Work required: Could you arrange the lines of the items as a numbered list, starting with the line that contains "Please examine the UI shown here and identify the dog." and running through the final line of the items, with both ends included and blank lines left out? List only those lines.

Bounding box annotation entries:
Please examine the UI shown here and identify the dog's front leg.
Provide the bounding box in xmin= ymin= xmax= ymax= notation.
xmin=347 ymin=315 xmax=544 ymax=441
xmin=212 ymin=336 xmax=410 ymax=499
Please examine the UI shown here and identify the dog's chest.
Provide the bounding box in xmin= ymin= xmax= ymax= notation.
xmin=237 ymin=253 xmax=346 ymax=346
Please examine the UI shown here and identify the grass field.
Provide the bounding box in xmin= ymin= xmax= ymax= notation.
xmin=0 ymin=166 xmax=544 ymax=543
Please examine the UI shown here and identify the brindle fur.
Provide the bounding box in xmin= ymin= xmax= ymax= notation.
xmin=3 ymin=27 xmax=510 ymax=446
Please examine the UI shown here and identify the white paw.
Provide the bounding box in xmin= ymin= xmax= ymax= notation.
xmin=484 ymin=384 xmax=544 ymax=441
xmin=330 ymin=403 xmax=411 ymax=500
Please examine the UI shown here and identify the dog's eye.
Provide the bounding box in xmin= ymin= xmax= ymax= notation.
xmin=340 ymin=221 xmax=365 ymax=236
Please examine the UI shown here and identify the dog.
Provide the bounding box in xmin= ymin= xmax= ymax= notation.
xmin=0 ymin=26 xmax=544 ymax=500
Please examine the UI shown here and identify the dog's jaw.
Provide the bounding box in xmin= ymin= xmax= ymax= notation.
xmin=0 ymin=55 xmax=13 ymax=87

Answer for the task:
1. Please examine the UI shown here and identify the dog.
2. Provide the bounding box in xmin= ymin= xmax= ymax= notation.
3. xmin=0 ymin=26 xmax=544 ymax=500
4. Please examine the UI shown here and identify the dog's jaw.
5. Provide the bounding box in xmin= ymin= xmax= ymax= notation.
6. xmin=0 ymin=55 xmax=13 ymax=87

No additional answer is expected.